WHAT YOU NEED TO DO: Return every line of the items below that contains the string "positive", copying each line in full.

Segmentation mask data:
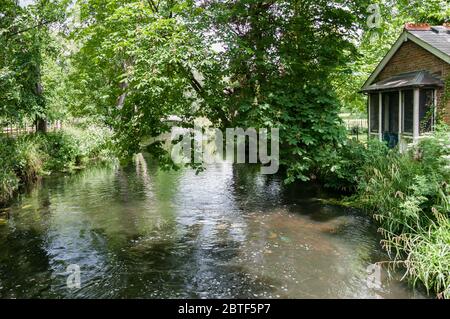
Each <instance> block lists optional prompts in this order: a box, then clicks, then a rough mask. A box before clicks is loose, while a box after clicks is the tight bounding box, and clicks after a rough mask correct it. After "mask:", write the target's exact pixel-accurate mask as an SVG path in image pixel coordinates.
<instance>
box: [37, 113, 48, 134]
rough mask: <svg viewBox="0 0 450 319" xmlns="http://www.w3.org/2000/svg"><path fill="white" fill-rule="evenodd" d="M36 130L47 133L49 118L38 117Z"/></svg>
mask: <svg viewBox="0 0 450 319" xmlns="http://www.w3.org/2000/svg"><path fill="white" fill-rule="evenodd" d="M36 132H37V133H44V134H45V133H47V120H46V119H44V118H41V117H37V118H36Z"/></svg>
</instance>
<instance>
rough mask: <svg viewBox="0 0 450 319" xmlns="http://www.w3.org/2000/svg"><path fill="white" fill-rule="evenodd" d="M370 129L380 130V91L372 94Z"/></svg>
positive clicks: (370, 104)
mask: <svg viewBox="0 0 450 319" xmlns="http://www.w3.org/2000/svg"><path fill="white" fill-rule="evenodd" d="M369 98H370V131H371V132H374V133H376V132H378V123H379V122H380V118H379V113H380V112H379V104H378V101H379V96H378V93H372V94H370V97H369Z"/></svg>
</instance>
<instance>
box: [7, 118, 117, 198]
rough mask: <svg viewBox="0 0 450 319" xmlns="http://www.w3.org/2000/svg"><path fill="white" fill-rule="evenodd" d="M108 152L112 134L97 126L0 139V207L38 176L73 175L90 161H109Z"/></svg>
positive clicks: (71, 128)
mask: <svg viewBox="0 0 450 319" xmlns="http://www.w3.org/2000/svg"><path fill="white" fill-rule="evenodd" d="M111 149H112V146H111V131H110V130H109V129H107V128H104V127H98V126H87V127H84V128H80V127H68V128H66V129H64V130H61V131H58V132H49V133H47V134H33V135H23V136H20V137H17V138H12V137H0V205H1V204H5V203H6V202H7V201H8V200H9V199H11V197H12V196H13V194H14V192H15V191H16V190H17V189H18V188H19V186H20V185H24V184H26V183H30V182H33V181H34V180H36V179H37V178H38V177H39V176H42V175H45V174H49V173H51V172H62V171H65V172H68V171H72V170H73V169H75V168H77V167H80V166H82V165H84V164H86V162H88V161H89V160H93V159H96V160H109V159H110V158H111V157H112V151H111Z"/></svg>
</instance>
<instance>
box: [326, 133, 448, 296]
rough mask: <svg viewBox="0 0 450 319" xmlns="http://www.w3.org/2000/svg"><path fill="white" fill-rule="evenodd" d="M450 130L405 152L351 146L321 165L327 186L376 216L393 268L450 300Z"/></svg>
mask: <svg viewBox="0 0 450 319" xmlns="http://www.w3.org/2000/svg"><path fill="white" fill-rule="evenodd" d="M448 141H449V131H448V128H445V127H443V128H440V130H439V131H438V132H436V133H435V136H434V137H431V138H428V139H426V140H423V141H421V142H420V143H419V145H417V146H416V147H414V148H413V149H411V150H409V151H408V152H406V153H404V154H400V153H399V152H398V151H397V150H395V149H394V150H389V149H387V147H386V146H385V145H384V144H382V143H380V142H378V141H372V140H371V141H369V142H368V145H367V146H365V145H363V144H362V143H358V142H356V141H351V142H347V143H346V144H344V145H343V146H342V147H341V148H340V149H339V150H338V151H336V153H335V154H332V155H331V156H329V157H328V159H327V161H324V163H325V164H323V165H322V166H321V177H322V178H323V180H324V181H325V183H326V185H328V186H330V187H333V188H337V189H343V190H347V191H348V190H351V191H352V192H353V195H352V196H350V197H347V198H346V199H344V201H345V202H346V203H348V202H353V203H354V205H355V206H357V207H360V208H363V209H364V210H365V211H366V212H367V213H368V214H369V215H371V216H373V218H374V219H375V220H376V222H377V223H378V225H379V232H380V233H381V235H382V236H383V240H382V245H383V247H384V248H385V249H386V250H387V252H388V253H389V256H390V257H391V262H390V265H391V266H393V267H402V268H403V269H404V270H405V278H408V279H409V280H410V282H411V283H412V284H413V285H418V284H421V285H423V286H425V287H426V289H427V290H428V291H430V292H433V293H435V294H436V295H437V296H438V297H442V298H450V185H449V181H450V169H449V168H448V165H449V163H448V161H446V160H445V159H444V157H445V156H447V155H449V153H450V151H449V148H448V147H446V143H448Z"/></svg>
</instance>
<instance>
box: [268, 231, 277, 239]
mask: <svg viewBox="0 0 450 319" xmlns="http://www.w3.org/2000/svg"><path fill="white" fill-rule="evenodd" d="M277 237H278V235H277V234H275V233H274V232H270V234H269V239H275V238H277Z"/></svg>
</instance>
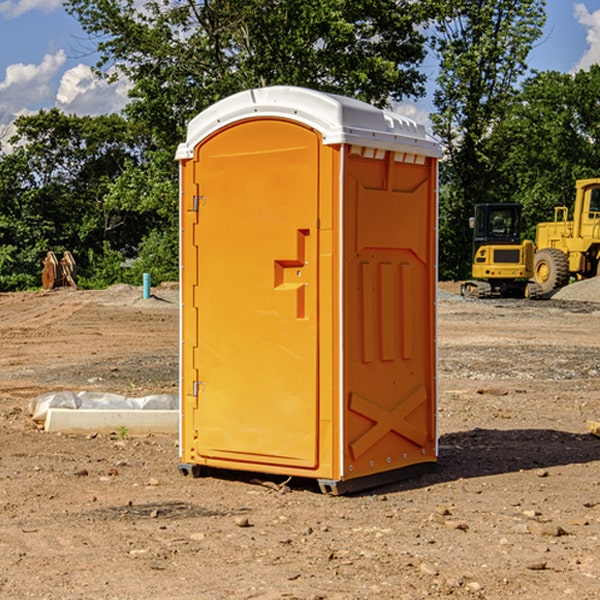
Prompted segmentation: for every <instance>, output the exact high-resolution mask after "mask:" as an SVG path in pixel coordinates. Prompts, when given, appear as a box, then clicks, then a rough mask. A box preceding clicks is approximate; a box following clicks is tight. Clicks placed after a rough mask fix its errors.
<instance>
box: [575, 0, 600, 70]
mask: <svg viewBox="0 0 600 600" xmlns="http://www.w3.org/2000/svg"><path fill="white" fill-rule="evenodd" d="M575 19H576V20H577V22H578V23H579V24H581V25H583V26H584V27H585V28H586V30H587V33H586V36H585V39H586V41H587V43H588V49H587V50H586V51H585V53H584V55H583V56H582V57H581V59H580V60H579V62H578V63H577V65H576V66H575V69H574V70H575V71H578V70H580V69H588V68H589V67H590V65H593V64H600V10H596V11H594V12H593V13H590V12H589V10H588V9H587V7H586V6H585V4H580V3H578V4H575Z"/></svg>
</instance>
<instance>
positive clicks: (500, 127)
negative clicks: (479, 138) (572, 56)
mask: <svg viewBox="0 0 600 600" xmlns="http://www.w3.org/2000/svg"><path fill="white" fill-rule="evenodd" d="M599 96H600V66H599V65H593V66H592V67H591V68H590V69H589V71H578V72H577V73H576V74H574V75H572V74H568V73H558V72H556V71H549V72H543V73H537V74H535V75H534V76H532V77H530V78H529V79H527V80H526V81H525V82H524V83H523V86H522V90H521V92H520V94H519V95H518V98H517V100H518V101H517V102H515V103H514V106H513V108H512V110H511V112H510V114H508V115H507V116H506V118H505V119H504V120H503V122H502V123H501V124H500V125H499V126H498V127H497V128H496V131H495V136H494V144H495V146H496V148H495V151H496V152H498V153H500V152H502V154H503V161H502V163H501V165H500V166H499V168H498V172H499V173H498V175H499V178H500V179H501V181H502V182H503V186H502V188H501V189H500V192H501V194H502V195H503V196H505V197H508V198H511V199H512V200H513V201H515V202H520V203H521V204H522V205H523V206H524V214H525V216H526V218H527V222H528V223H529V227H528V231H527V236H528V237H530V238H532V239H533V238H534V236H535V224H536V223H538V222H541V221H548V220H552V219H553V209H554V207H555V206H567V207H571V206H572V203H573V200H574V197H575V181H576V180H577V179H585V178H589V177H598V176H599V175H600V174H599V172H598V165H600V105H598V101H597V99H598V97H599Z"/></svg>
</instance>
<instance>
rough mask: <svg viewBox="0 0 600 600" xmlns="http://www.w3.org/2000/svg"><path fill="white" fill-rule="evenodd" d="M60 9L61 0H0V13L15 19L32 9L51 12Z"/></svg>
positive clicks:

OUTPUT FOR THIS EXERCISE:
positive clicks: (370, 104)
positive clicks: (71, 128)
positive clicks: (500, 127)
positive clicks:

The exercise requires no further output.